- Data extract:
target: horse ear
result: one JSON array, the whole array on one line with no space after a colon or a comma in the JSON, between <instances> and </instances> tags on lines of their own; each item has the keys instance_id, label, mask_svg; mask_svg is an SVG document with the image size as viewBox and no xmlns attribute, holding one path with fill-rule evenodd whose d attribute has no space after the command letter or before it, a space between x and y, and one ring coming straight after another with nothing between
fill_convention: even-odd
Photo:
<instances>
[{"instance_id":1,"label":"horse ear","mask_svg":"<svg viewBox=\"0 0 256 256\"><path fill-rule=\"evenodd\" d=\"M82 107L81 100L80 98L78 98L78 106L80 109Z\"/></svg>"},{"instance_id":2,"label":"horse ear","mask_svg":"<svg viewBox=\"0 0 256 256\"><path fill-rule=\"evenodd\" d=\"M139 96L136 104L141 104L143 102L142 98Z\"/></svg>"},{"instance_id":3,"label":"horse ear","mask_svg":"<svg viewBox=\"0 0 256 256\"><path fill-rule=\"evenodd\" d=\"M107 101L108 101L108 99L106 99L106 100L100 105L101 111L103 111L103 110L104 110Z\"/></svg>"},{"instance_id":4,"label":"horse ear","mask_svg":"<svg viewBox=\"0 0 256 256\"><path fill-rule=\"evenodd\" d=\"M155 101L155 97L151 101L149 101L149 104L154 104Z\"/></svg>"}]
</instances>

==

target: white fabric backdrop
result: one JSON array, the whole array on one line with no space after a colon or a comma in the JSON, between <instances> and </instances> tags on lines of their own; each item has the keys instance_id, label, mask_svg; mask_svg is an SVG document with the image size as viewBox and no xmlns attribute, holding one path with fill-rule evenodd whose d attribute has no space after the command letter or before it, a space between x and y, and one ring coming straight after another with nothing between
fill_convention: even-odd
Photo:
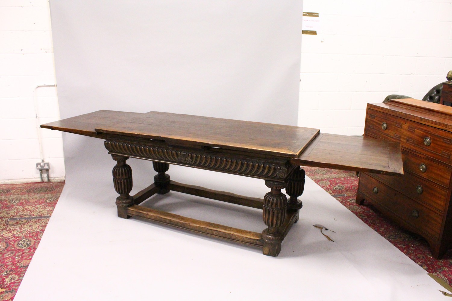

- What is expected: Count the lines of the material above that contain the string "target", and reply with the number alone.

- Correct output: 2